> TASK DETAILS
Transcribe each entry in full, and leave the images out.

> EXERCISE MATERIAL
------------

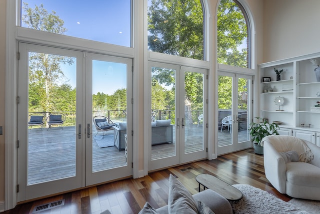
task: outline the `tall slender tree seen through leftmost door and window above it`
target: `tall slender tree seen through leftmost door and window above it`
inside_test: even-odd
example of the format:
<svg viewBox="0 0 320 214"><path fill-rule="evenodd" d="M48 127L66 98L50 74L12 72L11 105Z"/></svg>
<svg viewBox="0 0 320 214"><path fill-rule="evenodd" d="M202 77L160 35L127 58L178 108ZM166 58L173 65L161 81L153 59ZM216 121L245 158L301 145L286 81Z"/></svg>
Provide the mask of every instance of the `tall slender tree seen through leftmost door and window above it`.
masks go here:
<svg viewBox="0 0 320 214"><path fill-rule="evenodd" d="M66 28L63 27L63 20L59 19L54 11L48 13L42 4L31 9L27 3L23 3L22 9L24 10L22 22L28 28L56 34L63 34L66 31ZM34 93L40 95L41 100L36 101L32 95L31 98L33 99L29 99L29 105L35 104L36 101L37 105L41 104L42 110L47 114L50 111L63 110L55 106L56 100L62 96L52 93L57 87L57 81L64 77L60 67L61 64L71 65L73 59L44 53L29 53L29 91L30 89L36 90L34 86L37 85L43 87L45 92L45 97L42 96L43 92L40 88L37 88L37 92L30 92L31 95Z"/></svg>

------------

> RESULT OF THIS TASK
task: outline the `tall slender tree seen through leftmost door and window above it`
target: `tall slender tree seen through leftmost door and window above it`
inside_test: even-odd
example of the format:
<svg viewBox="0 0 320 214"><path fill-rule="evenodd" d="M48 127L66 98L50 74L12 72L11 105Z"/></svg>
<svg viewBox="0 0 320 214"><path fill-rule="evenodd" d="M202 77L160 35L127 58L178 108ZM166 58L173 65L161 81L153 59ZM216 121L245 158L301 145L286 81Z"/></svg>
Provide the mask of every instance of the `tall slender tree seen through leftmost door and window above it`.
masks go here:
<svg viewBox="0 0 320 214"><path fill-rule="evenodd" d="M66 28L63 27L63 20L59 19L54 11L48 13L42 4L31 9L27 3L23 3L22 9L24 10L22 22L28 28L56 34L63 34L66 31ZM34 93L40 95L41 100L36 101L32 95L31 98L33 99L29 99L29 105L35 104L36 101L37 105L41 104L42 110L47 114L50 111L63 110L55 106L56 100L62 96L52 93L57 87L57 81L64 77L60 67L61 64L71 65L73 59L44 53L29 53L29 91L30 89L36 90L34 86L37 85L43 87L45 92L45 97L42 96L43 92L40 88L37 88L37 92L30 92L31 95Z"/></svg>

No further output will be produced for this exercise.